EXCERPT TO READ =>
--------
The Pre-Trip Pet Checklist: What to Leave Your Sitter
Packing for yourself is already a project. Packing for your pet, or rather, preparing for someone else to care for your pet while you are gone, is its own thing entirely. The good news is that once you do this once and write it down, every future trip gets faster.
This checklist covers everything your sitter needs to take great care of your pet while you are away. Print it, text it, type it into a note on the counter, whatever works. The format matters a lot less than actually having the information somewhere accessible.
The pet care essentials
Food and feeding
- Brand and type of food (and where it is stored).
- How much to feed at each meal and how many meals per day.
- Any foods or treats your pet cannot have, including things like certain human foods that cause problems for your specific animal.
- Notes on finicky eating behavior, if any. Some pets are dramatic about schedule changes; better to warn the sitter in advance.
- Where the extra supply is if the current bag or can runs low.
Medications and supplements
- Name of each medication, dose, and timing.
- How to administer it (in food, by hand, with a pill pocket, etc.).
- What to do if your pet refuses or spits out a medication.
- Any supplements (joint chews, probiotics, fish oil) and whether they are optional or important to maintain.
Medication tip: Leave medications labeled and in their original containers if possible. Put them somewhere obvious, not in a cabinet the sitter might not open. A sticky note on the fridge with a quick summary is genuinely helpful.
Vet and emergency info
- Your regular vet's name, clinic name, address, and phone number.
- Your closest emergency animal hospital and their hours (especially if your regular vet does not have after-hours coverage).
- Your pet's most recent vaccination records or the name of the clinic where they are on file.
- Any known health issues, allergies, or conditions the sitter should be aware of.
--------
DATASET CONTENT =>
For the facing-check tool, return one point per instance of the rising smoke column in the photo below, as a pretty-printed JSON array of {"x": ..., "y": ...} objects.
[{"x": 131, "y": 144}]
--------
THE TASK =>
Please answer these questions about the pet sitter checklist, one per line:
1. According to the checklist, what matters a lot less than having the information somewhere accessible?
2. Which three supplements are given as examples?
3. Where should medications be put so the sitter finds them?

ANSWER TO THE PROBLEM =>
1. The format.
2. Joint chews, probiotics, and fish oil.
3. Somewhere obvious, not in a cabinet the sitter might not open.